++++ Extrait du texte ++++

Littérature
Dans son livre-enquête, Megopé Foondé sonde avec une certaine réussite
le mystère des noms des espaces habités. Surprises au menu.
«Douala, Toponymes, histoire et
culture» fait partie de ces livres que l’on lit d’un trait, mais pas une seule
fois. Car la foultitude d’informations qu’il renferme vous autorise à y
recourir très souvient, surtout pour qui, comme les journalistes ou les sociologues,
cherche à comprendre les lames de fond qui travaillent la fronde et la défiance
qui vont comme un gant à cette métropole. Car si Douala est resté dans la
mémoire collective des Camerounais comme le lieu d’expression de ceux d’entre
eux qui n’ont jamais rechigné à rester debouts, c’est bien qu’il doit y avoir
une explication.
En lisant ce livre, remonte à la
surface au fil des pages l’envahissement, c’est le cas de le dire, d’un espace
qui n’était pas préparé à recevoir autant de monde. Une immigration qui a eu,
ajoutée à une conjoncture qui s’y prêtait, le don de laisser les autorités
municipales, administratives et politiques sur le bord du chemin. A tel point
que délimiter le territoire même de cette ville cosmopolite relève aujourd’hui
d’une véritable gageure. Jean Philippe Megopé Foondé n’a certainement pas tort
d’ailleurs quand il affirme, à la conclusion de ce travail titanesque, que
«Ecrire sur Douala, c’est comme photographier un enfant. Le temps d’un déclic,
l’enfant a changé.»

++++

Énoncé du problème> Recopiez fidèlement le passage de l’extrait sur les toponymes de Douala qui va de « Littérature » à « une explication. », ces deux bornes comprises. Le matériau présenté ensuite provient d’une source différente.

++++ Données extraites ++++

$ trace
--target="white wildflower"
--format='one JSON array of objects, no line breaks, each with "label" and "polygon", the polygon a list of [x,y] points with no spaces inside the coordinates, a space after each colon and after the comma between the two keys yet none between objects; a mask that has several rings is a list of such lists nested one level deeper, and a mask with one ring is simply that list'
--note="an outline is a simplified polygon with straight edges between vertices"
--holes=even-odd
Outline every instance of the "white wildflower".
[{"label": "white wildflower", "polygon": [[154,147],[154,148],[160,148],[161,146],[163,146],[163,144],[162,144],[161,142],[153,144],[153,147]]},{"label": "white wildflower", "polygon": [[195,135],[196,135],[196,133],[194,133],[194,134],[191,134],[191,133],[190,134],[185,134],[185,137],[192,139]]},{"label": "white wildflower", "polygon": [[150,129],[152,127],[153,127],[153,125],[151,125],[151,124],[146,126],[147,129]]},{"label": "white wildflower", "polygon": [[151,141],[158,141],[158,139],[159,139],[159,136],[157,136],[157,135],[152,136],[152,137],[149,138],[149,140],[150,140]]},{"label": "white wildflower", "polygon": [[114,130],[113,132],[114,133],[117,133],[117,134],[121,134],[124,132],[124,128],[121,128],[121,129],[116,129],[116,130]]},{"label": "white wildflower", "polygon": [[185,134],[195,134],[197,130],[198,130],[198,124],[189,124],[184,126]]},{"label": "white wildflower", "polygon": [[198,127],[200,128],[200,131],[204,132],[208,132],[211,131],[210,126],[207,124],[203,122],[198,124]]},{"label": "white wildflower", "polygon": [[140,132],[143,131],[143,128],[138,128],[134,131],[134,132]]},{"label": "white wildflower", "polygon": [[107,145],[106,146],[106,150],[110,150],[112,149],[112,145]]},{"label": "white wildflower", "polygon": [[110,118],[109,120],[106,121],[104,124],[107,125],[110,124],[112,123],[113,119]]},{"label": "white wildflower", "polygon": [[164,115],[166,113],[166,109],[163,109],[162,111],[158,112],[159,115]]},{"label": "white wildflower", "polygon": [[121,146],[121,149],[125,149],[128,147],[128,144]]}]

++++

Réponse proposée>
Littérature
Dans son livre-enquête, Megopé Foondé sonde avec une certaine réussite
le mystère des noms des espaces habités. Surprises au menu.
«Douala, Toponymes, histoire et
culture» fait partie de ces livres que l’on lit d’un trait, mais pas une seule
fois. Car la foultitude d’informations qu’il renferme vous autorise à y
recourir très souvient, surtout pour qui, comme les journalistes ou les sociologues,
cherche à comprendre les lames de fond qui travaillent la fronde et la défiance
qui vont comme un gant à cette métropole. Car si Douala est resté dans la
mémoire collective des Camerounais comme le lieu d’expression de ceux d’entre
eux qui n’ont jamais rechigné à rester debouts, c’est bien qu’il doit y avoir
une explication.